» GIVEN TASK: Copy out, word for word, the part of the items that opens with the line containing "Target: straw hat on mask" and runs through the end of the items, including both ends.

■ ■ ■ ■ ■ ■ ■

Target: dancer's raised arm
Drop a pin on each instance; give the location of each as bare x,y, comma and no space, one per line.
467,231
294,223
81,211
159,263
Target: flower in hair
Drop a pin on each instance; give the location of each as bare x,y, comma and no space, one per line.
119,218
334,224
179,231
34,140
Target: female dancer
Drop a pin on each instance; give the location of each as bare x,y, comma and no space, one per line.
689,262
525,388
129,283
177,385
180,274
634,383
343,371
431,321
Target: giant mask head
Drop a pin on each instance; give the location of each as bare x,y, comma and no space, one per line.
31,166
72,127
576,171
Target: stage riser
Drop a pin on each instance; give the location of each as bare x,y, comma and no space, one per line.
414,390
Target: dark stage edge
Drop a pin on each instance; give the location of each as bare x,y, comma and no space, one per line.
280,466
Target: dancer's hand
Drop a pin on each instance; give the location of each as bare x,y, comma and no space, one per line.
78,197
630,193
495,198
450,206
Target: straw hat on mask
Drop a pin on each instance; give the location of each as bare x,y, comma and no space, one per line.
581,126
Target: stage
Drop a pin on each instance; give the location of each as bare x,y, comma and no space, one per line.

■ ■ ■ ■ ■ ■ ■

» CORRECT RESULT:
Target: straw hat on mask
Drop a pin on each instance; give the location of each as bare x,y, comma and no space, one per line.
581,126
Target: stage
Drop a pin on each instance; give the location of each as bare x,y, comma and no space, one per line.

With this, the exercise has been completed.